▶ _Required task_: Copy the entries below exactly. Images do not belong in the copy.

——————

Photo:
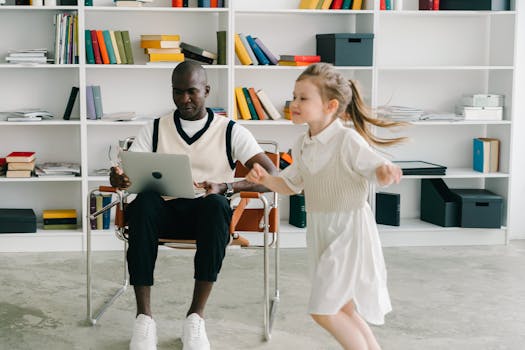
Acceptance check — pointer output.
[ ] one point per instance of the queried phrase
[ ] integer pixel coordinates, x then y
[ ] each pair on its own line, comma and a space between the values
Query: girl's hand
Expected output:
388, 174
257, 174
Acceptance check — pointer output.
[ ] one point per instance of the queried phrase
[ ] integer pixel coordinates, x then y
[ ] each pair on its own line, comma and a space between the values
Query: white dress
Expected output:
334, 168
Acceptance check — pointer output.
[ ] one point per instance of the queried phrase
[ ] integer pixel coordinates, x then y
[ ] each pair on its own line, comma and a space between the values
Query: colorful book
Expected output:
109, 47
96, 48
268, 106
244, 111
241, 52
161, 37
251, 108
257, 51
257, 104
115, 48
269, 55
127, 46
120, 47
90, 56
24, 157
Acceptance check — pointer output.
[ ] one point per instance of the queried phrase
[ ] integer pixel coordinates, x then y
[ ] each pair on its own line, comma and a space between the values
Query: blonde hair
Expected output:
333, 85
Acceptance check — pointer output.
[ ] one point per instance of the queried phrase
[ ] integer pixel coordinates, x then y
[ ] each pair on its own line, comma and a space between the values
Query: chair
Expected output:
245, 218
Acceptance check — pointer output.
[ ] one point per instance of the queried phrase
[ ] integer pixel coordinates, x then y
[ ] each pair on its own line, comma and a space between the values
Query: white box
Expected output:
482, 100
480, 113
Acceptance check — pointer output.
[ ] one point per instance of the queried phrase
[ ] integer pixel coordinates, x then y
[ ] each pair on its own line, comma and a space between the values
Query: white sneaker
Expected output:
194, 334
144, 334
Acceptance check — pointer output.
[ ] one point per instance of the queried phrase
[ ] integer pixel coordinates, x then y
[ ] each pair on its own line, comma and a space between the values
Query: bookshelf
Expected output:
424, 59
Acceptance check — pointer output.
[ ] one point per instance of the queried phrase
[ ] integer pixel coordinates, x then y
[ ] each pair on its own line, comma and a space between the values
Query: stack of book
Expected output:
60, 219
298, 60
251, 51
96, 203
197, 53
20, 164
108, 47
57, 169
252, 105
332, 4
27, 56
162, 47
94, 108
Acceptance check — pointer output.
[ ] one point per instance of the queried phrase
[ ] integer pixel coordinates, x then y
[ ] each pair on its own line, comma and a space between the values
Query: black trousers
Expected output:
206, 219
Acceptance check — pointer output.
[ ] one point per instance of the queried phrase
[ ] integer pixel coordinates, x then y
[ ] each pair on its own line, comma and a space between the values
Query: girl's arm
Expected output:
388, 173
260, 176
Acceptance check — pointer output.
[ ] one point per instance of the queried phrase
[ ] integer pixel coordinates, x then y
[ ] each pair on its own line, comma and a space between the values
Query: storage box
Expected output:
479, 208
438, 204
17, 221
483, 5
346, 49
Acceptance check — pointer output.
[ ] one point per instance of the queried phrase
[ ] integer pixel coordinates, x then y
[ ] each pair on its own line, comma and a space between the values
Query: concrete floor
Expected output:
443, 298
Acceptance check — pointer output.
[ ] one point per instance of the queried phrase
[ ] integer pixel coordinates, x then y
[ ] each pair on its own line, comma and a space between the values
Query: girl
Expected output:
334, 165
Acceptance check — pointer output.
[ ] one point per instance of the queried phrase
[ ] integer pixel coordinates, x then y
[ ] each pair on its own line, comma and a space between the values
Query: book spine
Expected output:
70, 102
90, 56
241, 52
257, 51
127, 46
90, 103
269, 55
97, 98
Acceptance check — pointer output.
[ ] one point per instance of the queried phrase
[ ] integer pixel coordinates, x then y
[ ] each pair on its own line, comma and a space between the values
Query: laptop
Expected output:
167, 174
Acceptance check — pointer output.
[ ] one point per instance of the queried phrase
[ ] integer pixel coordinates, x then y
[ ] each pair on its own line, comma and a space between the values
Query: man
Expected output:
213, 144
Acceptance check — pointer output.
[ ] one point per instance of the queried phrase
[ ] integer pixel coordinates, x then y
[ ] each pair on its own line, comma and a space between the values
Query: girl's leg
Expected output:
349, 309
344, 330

——————

▶ _Output for this exercise_:
Photo:
Acceptance check — pointer output.
[ ] one point per instance of the queried phrase
[ ] integer pixel coordinates, x then y
[ ] each pair on its own line, comma and a space between the values
Query: girl's hand
Expected output:
388, 174
257, 174
Acceptance check — pointer output.
[ ] one point per instance of the queried phrase
[ ] integer pixel coordinates, x then y
[ ] each pair on its own line, comma and a space between the values
Query: white dress
Expected output:
334, 168
Acceptance check — pointer output.
[ ] one point per instance of the queried phrase
[ ] integer pixel coordinates, x then y
[ ] each pair on its own line, comma and a space between the values
Query: colorful book
Expected output:
109, 47
96, 48
268, 106
244, 111
241, 52
161, 37
251, 108
257, 51
257, 104
115, 48
269, 55
127, 46
120, 47
90, 56
24, 157
Acceptance check — pointer output.
[ ] one point per instance of the queried phrase
[ ] integer pixel coordinates, x then y
[ ] each pair on its own line, comma and a space between the values
Query: blonde hair
Expected output:
333, 85
Acceptance check — pointer output.
[ ] one point per instance of the queried phrase
[ ] integer pixel coordinates, x then y
[ ] each pair on its own line, comma and a space between the values
Query: chair
Expected output:
245, 218
Acceptance check — pointer output.
[ ] one point per instance of the queried phrase
[ ] integer pixel coordinates, x then y
[ ] each pair on its own line, comma and a space between the values
Query: white box
Expected output:
482, 100
480, 113
Acceptance check — pointer output.
[ ] one point per instance of the queried phrase
[ ] integer pixel coordinates, x then y
[ ] each pair on its own line, comma and a space between the values
Query: white sneaker
Expected output:
194, 334
144, 334
Acceptance check — pointer output.
[ ] one point per instance of the queried phrase
[ ] integer pixel coordinates, x then y
[ ] each pair on its own line, comma and a space between the values
Query: bookshelf
Expected output:
424, 59
Acceptance check — pointer output.
[ ] one point per instance of the queried phrase
[ ] integer pixel coordinates, x then y
[ ] each pair on its own line, comma and a space between the values
Query: stack of book
Expected output:
60, 219
298, 60
251, 51
96, 203
197, 53
20, 164
108, 47
57, 169
252, 105
332, 4
27, 56
162, 47
94, 108
Acceptance check — pointer output.
[ ] one point per instance of the queried phrase
[ ] integer pixel coordinates, x then y
[ ] each pair on its own line, comma and a space between the values
Query: black trousers
Expected output:
206, 219
Acceptance check — pointer output.
[ ] one point per instance of the queried phrase
[ ] integer pixel coordinates, x then y
[ ] each pair on its own line, comma and a space between the values
Query: girl's arm
Expected output:
388, 173
260, 176
Acceptance check — pointer output.
[ ] one point per instance of the queried phrase
[ ] integer pixel coordinates, x then y
[ ] each pair on its own line, comma and a space between the values
Query: storage box
Expected output:
479, 208
438, 204
17, 221
483, 5
346, 49
Acceptance check — pointer output.
[ ] one point per instance of the queried phrase
[ ] integer pixel coordinates, x then y
[ ] each pair on its own line, comma and a space between the values
Query: concrete floor
Expected output:
443, 298
Acceptance check — pointer output.
[ ] one point per instance of the queried phrase
[ ] integer pixel coordinates, x then y
[ ] each pair on its own line, comma and a space between the values
Query: girl
Expected output:
334, 165
Acceptance check — pointer output.
[ ] one point per instance of the queried phrase
[ ] integer pixel coordinates, x then y
[ ] each pair on its own line, comma and a space between the values
Query: book spine
Expected output:
70, 102
90, 56
241, 52
257, 51
127, 46
90, 103
269, 55
97, 98
Acceptance check — pointer output.
[ ] one point per instance of the queried phrase
[ ] integer pixel coordinates, x then y
[ ] each pair on its own line, comma and a space between the values
Query: laptop
Expected output:
167, 174
Acceptance check — pointer output.
[ ] one point per instance of the queried phrase
[ ] integer pixel coordinates, x then y
[ ] each pair on its own line, comma and a space between the values
Query: man
Expected output:
213, 144
Acceptance check — pointer output.
[ ] one point per instance of the queried phrase
[ ] integer pixel coordinates, x then y
[ ] each pair on its own line, comma and a space between the values
Query: girl's leg
Expected output:
349, 309
344, 330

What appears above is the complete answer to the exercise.